---------- ARTICLE

The two deaths brought to a tragic close the air races for the benefit of the Jersey City unemployed, which started on Friday at the Droyer's Point Field at the foot of Danforth Avenue in the Greenville section.
A stampede and possible serious injuries to some in the large crowd seemed probable when Hall took his fatal spin. The crowd was rushing from the field toward the scene of the mishap.
But they were halted be Edward Lee "Swanee" Taylor, announcer, himself a pilot, who pleaded through the ampliphers: "Don't leave, please! You can't do anything to help now. A crowd over there might hurt Hall's chances to live, if he is not already dead."
Then, looking around and seeing Betty Lund nearby, he added: "You all remember about Freddie Lund, killed in his plane three weeks ago at Lexington, Kentucky. Well, Betty Lund, his widow, will carry on and do some stunts for you. The show must go on. Don't go away. Stay here."
And rushing to her plane, Betty Lund, attired in mourning for her husband, zoomed into the air. The crowd hesitated as the flying widow gained altitude. They halted breathlessly as she did the same stunt that just a few minutes before hurled Hall to his death. But Mrs. Lund came through, cleverly executing the difficult inverted tail-spin, righting herself and finally landing in front of the grandstand.

--------------------
---------- GIVEN ENTRIES

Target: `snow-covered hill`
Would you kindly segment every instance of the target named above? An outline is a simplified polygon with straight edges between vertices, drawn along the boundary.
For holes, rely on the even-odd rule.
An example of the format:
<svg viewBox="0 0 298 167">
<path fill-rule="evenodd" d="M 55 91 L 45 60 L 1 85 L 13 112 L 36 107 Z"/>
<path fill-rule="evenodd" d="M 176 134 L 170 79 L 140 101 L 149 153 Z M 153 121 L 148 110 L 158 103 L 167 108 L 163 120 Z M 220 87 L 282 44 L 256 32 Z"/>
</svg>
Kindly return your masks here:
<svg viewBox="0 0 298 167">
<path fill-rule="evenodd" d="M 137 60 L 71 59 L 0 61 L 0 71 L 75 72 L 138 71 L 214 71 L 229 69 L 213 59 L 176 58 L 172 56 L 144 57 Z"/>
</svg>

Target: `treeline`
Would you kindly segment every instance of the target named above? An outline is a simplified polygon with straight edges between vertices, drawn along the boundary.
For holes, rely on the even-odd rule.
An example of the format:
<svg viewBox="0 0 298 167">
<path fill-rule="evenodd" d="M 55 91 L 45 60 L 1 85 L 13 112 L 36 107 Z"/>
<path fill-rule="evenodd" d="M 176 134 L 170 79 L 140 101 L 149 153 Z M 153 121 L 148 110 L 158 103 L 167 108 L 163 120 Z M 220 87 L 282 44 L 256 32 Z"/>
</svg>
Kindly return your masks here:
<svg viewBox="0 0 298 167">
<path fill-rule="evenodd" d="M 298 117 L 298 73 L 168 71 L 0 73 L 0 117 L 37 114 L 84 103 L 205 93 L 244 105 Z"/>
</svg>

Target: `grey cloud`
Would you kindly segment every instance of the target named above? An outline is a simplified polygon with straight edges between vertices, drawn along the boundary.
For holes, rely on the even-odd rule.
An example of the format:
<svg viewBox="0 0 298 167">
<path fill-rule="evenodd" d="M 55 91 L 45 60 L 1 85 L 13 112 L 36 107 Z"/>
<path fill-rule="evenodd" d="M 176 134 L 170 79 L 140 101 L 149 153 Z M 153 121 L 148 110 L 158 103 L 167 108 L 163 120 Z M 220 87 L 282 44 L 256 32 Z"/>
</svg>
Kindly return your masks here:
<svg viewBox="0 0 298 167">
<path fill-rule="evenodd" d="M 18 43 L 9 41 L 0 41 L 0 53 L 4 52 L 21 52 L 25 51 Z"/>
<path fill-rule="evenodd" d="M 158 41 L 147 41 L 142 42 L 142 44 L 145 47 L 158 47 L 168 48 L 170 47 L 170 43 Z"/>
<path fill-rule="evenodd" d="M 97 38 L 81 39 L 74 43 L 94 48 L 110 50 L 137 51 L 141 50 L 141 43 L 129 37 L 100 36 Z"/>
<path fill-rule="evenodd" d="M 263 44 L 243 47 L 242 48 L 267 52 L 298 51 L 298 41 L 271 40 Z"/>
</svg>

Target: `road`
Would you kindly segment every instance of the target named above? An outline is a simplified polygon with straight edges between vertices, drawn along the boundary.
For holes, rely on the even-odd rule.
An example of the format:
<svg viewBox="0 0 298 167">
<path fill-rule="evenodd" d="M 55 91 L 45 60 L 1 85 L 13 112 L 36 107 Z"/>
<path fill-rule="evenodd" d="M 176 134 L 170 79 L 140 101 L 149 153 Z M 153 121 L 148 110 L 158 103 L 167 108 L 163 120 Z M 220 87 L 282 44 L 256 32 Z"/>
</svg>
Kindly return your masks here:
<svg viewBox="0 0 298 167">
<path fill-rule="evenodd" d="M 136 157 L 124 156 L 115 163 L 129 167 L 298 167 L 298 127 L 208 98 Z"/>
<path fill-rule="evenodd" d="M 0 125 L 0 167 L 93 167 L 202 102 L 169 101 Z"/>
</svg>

--------------------

_TASK REQUIREMENTS:_
1. Print the passage of the air races article from "A stampede and" to "of the mishap.".
2. List every person named in the air races article.
3. In the air races article, what stunt did Betty Lund execute before landing in front of the grandstand?

_ANSWERS TO THE PROBLEMS:_
1.
A stampede and possible serious injuries to some in the large crowd seemed probable when Hall took his fatal spin. The crowd was rushing from the field toward the scene of the mishap.

2.
Hall
Edward Lee "Swanee" Taylor
Betty Lund
Freddie Lund

3. She executed the difficult inverted tail-spin.